— BEGIN —

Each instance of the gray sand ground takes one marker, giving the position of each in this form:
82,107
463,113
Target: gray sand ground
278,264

— END —

Render all of the data above as a JSON array of strings, with one string for each line and no entries for blank lines.

COMPLETED EXERCISE:
[
  "Each instance of the gray sand ground takes one marker, giving the position of each in this form:",
  "82,107",
  "463,113",
  "Target: gray sand ground",
  "278,264"
]